Task to carry out
Place every one of the following rows into a Markdown table with the columns "Row" and "Text," numbering the rows in order and omitting any blank ones. Leave the pictures out of the table.
================================
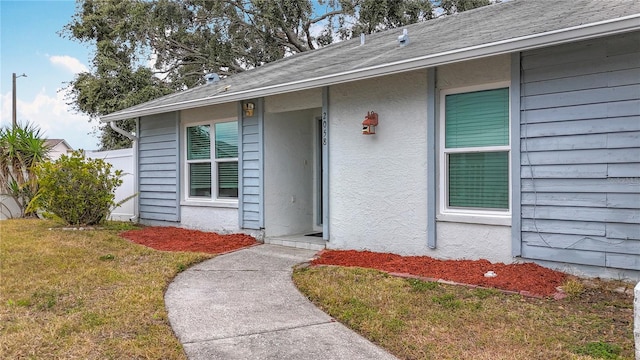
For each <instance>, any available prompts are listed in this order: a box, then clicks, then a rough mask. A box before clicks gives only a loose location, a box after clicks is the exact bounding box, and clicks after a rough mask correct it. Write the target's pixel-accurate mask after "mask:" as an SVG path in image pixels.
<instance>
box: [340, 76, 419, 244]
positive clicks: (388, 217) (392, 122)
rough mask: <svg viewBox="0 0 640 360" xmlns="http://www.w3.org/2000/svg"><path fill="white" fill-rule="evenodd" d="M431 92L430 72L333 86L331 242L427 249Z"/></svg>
mask: <svg viewBox="0 0 640 360" xmlns="http://www.w3.org/2000/svg"><path fill="white" fill-rule="evenodd" d="M426 92H427V73H426V71H417V72H411V73H405V74H399V75H393V76H386V77H383V78H376V79H370V80H364V81H358V82H354V83H347V84H341V85H335V86H332V87H330V94H329V96H330V115H329V121H330V125H329V126H330V134H329V147H330V149H329V153H330V154H329V162H330V165H329V171H330V184H329V187H330V195H329V198H330V201H329V202H330V224H329V226H330V237H331V239H330V242H329V243H328V247H330V248H338V249H369V250H373V251H381V252H393V253H398V254H424V253H425V251H426V228H427V223H426V218H427V216H426V210H427V207H426V198H427V193H426V191H427V186H426V180H427V171H426V161H425V158H426V149H427V147H426V144H425V134H426V128H427V126H426V118H427V106H426ZM368 111H375V112H377V113H378V116H379V126H378V128H377V133H376V134H375V135H370V136H366V135H362V121H363V120H364V117H365V115H366V114H367V112H368Z"/></svg>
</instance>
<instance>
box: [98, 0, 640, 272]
mask: <svg viewBox="0 0 640 360" xmlns="http://www.w3.org/2000/svg"><path fill="white" fill-rule="evenodd" d="M210 78H211V81H210V82H211V83H210V84H207V85H202V86H199V87H195V88H192V89H189V90H186V91H182V92H179V93H175V94H172V95H168V96H165V97H162V98H159V99H156V100H153V101H149V102H147V103H144V104H140V105H137V106H133V107H131V108H128V109H125V110H122V111H118V112H115V113H112V114H109V115H106V116H104V117H102V119H101V120H102V121H104V122H110V123H111V125H112V127H114V128H116V129H117V128H118V127H117V124H118V123H117V122H118V121H120V120H124V119H130V118H136V119H137V123H138V127H137V132H136V133H135V140H136V142H135V143H136V145H135V154H136V156H135V158H136V167H137V170H138V175H137V185H136V186H137V191H138V192H139V197H138V201H139V220H140V221H141V222H142V223H145V224H152V225H167V226H183V227H189V228H198V229H204V230H212V231H225V232H229V231H248V232H253V233H254V234H256V235H258V236H259V237H261V238H263V239H264V241H265V242H270V243H279V244H287V245H294V246H302V247H309V248H313V247H314V246H316V244H317V242H318V241H322V242H321V243H320V244H319V245H320V246H321V247H325V246H326V247H327V248H331V249H356V250H364V249H367V250H372V251H377V252H392V253H397V254H402V255H429V256H433V257H437V258H445V259H459V258H465V259H480V258H483V259H488V260H490V261H493V262H505V263H511V262H515V261H535V262H537V263H540V264H542V265H544V266H548V267H552V268H558V269H562V270H564V271H568V272H574V273H579V274H583V275H588V276H601V277H609V278H629V279H640V2H639V1H633V0H630V1H625V0H618V1H601V0H574V1H526V0H512V1H508V2H503V3H499V4H494V5H490V6H487V7H483V8H479V9H475V10H471V11H466V12H463V13H459V14H455V15H451V16H445V17H441V18H438V19H436V20H431V21H426V22H422V23H418V24H414V25H410V26H407V27H406V28H403V29H395V30H388V31H384V32H380V33H376V34H372V35H367V36H366V37H361V38H360V39H353V40H350V41H343V42H339V43H335V44H332V45H330V46H327V47H324V48H321V49H318V50H314V51H310V52H306V53H301V54H297V55H294V56H290V57H287V58H284V59H282V60H279V61H276V62H273V63H270V64H267V65H264V66H262V67H259V68H256V69H252V70H250V71H246V72H243V73H240V74H237V75H233V76H230V77H227V78H224V79H221V80H218V79H217V77H216V76H211V77H210ZM376 123H377V126H376V125H375V124H376ZM129 136H131V137H134V136H133V135H131V134H130V135H129ZM309 233H317V234H318V235H319V236H321V237H316V238H314V237H310V236H304V235H305V234H309Z"/></svg>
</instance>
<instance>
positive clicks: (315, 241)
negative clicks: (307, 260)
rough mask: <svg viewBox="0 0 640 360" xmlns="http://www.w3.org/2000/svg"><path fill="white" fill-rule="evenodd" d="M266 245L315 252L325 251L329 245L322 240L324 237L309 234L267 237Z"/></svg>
mask: <svg viewBox="0 0 640 360" xmlns="http://www.w3.org/2000/svg"><path fill="white" fill-rule="evenodd" d="M264 243H265V244H272V245H282V246H288V247H293V248H298V249H307V250H315V251H320V250H324V249H325V248H326V244H327V242H326V241H325V240H323V239H322V236H314V235H308V234H306V235H305V234H297V235H282V236H270V237H265V238H264Z"/></svg>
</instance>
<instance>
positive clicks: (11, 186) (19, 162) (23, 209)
mask: <svg viewBox="0 0 640 360" xmlns="http://www.w3.org/2000/svg"><path fill="white" fill-rule="evenodd" d="M49 150H50V149H49V147H48V146H47V145H46V141H45V139H44V138H43V136H42V133H41V131H40V129H39V128H38V127H37V126H35V125H33V124H30V123H28V122H27V123H26V124H24V125H22V124H20V125H18V126H16V127H2V128H0V195H4V196H8V197H10V198H12V199H13V200H14V201H15V203H16V204H17V206H18V208H19V209H20V217H24V216H26V215H30V214H26V213H25V209H26V207H27V205H28V204H29V202H30V201H31V199H32V198H33V196H34V195H35V193H36V192H37V188H38V180H37V177H36V175H35V168H36V165H38V164H39V163H41V162H43V161H45V160H46V159H47V155H48V153H49ZM0 210H8V207H7V205H6V204H2V209H0ZM8 215H9V216H13V214H10V213H9V214H8Z"/></svg>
================================
Written solution
| Row | Text |
|---|---|
| 1 | For each <instance>, any available prompts are listed in this order: a box, then clicks, then a rough mask. A box before clicks gives only a loose location, a box after clicks is the exact bounding box, and clicks after a rough mask correct it. Write the target's pixel-accurate mask after "mask:" as an SVG path in image pixels. |
| 2 | <instance> |
| 3 | box: [340, 76, 419, 244] |
| 4 | positive clicks: (388, 217) (392, 122) |
| 5 | rough mask: <svg viewBox="0 0 640 360" xmlns="http://www.w3.org/2000/svg"><path fill="white" fill-rule="evenodd" d="M431 92L430 72L333 86L331 242L427 249Z"/></svg> |
| 6 | mask: <svg viewBox="0 0 640 360" xmlns="http://www.w3.org/2000/svg"><path fill="white" fill-rule="evenodd" d="M426 92H427V73H426V71H417V72H411V73H405V74H399V75H393V76H386V77H383V78H376V79H370V80H364V81H358V82H354V83H347V84H341V85H335V86H332V87H330V94H329V96H330V115H329V121H330V125H329V126H330V134H329V147H330V149H329V153H330V154H329V162H330V165H329V171H330V184H329V187H330V195H329V198H330V201H329V202H330V224H329V226H330V237H331V239H330V242H329V243H328V247H330V248H338V249H369V250H373V251H381V252H393V253H398V254H424V253H425V251H426V228H427V223H426V218H427V216H426V210H427V207H426V198H427V193H426V191H427V186H426V180H427V171H426V161H425V158H426V149H427V147H426V144H425V134H426V128H427V126H426V118H427V106H426ZM368 111H375V112H377V113H378V116H379V126H378V128H377V133H376V134H375V135H370V136H366V135H362V121H363V120H364V117H365V115H366V114H367V112H368Z"/></svg> |
| 7 | </instance> |
| 8 | <instance> |
| 9 | box: [98, 0, 640, 272] |
| 10 | mask: <svg viewBox="0 0 640 360" xmlns="http://www.w3.org/2000/svg"><path fill="white" fill-rule="evenodd" d="M210 78H211V81H210V82H211V83H210V84H207V85H202V86H199V87H195V88H192V89H189V90H186V91H182V92H179V93H175V94H172V95H168V96H165V97H162V98H159V99H156V100H153V101H149V102H147V103H144V104H140V105H137V106H133V107H131V108H128V109H125V110H122V111H118V112H115V113H112V114H109V115H106V116H104V117H102V119H101V120H102V121H104V122H110V123H111V125H112V127H114V128H116V129H117V128H118V127H117V124H118V123H117V122H118V121H120V120H124V119H130V118H136V119H137V123H138V127H137V132H136V133H135V140H136V142H135V143H136V145H135V154H136V156H135V158H136V167H137V170H138V175H137V185H136V186H137V191H138V192H139V197H138V201H139V220H140V221H141V222H142V223H145V224H152V225H167V226H183V227H189V228H198V229H204V230H212V231H225V232H229V231H248V232H253V233H254V234H256V235H258V236H259V237H261V238H263V239H264V241H265V242H270V243H279V244H287V245H294V246H302V247H309V248H313V247H314V246H316V244H317V242H318V241H322V242H321V243H320V244H319V245H320V246H321V247H325V246H326V247H327V248H331V249H356V250H364V249H367V250H372V251H377V252H392V253H397V254H402V255H429V256H433V257H437V258H445V259H459V258H465V259H480V258H483V259H488V260H490V261H493V262H505V263H511V262H515V261H535V262H537V263H540V264H542V265H544V266H548V267H552V268H558V269H562V270H564V271H568V272H574V273H579V274H583V275H588V276H601V277H609V278H629V279H640V2H639V1H633V0H630V1H625V0H618V1H601V0H574V1H526V0H512V1H508V2H503V3H499V4H494V5H490V6H487V7H483V8H479V9H475V10H471V11H466V12H463V13H459V14H455V15H451V16H445V17H441V18H438V19H436V20H431V21H426V22H422V23H418V24H414V25H410V26H407V27H406V28H403V29H395V30H388V31H384V32H380V33H376V34H372V35H367V36H366V37H361V38H360V39H353V40H350V41H343V42H339V43H335V44H332V45H330V46H327V47H324V48H321V49H318V50H314V51H310V52H306V53H301V54H297V55H294V56H290V57H287V58H284V59H282V60H279V61H276V62H273V63H270V64H267V65H264V66H262V67H259V68H256V69H252V70H250V71H246V72H243V73H240V74H237V75H233V76H230V77H227V78H224V79H221V80H218V79H217V77H216V76H211V77H210ZM376 123H377V126H376V125H375V124H376ZM129 136H131V137H134V136H133V135H131V134H130V135H129ZM309 233H317V234H318V235H319V236H321V237H316V238H314V237H310V236H304V235H305V234H309Z"/></svg> |
| 11 | </instance> |
| 12 | <instance> |
| 13 | positive clicks: (315, 241) |
| 14 | negative clicks: (307, 260) |
| 15 | rough mask: <svg viewBox="0 0 640 360" xmlns="http://www.w3.org/2000/svg"><path fill="white" fill-rule="evenodd" d="M266 245L315 252L325 251L329 245L322 240L324 237L309 234L267 237Z"/></svg> |
| 16 | mask: <svg viewBox="0 0 640 360" xmlns="http://www.w3.org/2000/svg"><path fill="white" fill-rule="evenodd" d="M264 243H265V244H272V245H282V246H288V247H293V248H298V249H307V250H315V251H320V250H324V249H325V248H326V244H327V242H326V241H325V240H323V239H322V236H314V235H308V234H306V235H305V234H297V235H282V236H270V237H265V238H264Z"/></svg> |
| 17 | </instance> |
| 18 | <instance> |
| 19 | positive clicks: (11, 186) (19, 162) (23, 209) |
| 20 | mask: <svg viewBox="0 0 640 360" xmlns="http://www.w3.org/2000/svg"><path fill="white" fill-rule="evenodd" d="M49 150H50V149H49V147H48V146H47V145H46V141H45V139H44V138H43V136H42V133H41V131H40V129H39V128H38V127H37V126H35V125H33V124H30V123H28V122H27V123H26V124H24V125H22V124H20V125H18V126H16V127H2V128H0V195H4V196H8V197H10V198H12V199H13V200H14V201H15V203H16V204H17V206H18V208H19V209H20V217H24V216H26V215H30V214H26V213H25V209H26V207H27V205H28V204H29V202H30V201H31V199H32V198H33V196H34V195H35V193H36V192H37V188H38V180H37V177H36V175H35V168H36V165H38V164H39V163H41V162H43V161H45V160H46V159H47V155H48V153H49ZM0 210H8V207H7V205H6V204H2V209H0ZM8 215H9V216H13V214H10V213H9V214H8Z"/></svg> |